*** Begin section ***

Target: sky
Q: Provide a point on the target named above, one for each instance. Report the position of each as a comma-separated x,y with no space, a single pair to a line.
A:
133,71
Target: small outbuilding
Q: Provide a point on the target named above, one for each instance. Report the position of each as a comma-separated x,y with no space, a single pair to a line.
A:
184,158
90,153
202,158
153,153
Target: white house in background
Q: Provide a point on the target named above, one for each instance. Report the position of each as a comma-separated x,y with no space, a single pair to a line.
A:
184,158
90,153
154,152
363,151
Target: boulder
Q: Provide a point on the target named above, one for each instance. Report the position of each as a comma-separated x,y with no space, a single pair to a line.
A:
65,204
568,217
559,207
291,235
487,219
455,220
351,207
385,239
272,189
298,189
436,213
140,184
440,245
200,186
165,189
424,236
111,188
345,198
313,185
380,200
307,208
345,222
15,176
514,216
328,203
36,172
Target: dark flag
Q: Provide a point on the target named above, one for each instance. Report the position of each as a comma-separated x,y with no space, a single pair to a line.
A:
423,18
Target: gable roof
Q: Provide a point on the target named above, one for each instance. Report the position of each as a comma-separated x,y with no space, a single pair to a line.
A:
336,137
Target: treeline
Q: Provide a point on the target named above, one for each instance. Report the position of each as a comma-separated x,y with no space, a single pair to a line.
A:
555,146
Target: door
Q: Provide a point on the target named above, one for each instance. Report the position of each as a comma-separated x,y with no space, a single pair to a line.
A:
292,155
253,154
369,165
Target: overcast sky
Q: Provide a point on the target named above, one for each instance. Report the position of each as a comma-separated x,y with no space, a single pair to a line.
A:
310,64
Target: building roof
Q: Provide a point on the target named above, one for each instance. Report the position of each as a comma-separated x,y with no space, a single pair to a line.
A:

*** End section ***

__WHAT IS REQUIRED__: If a line in the records above contains the string "roof", copy that line out.

__WRITTEN REPLY__:
Target: gable roof
Target: building roof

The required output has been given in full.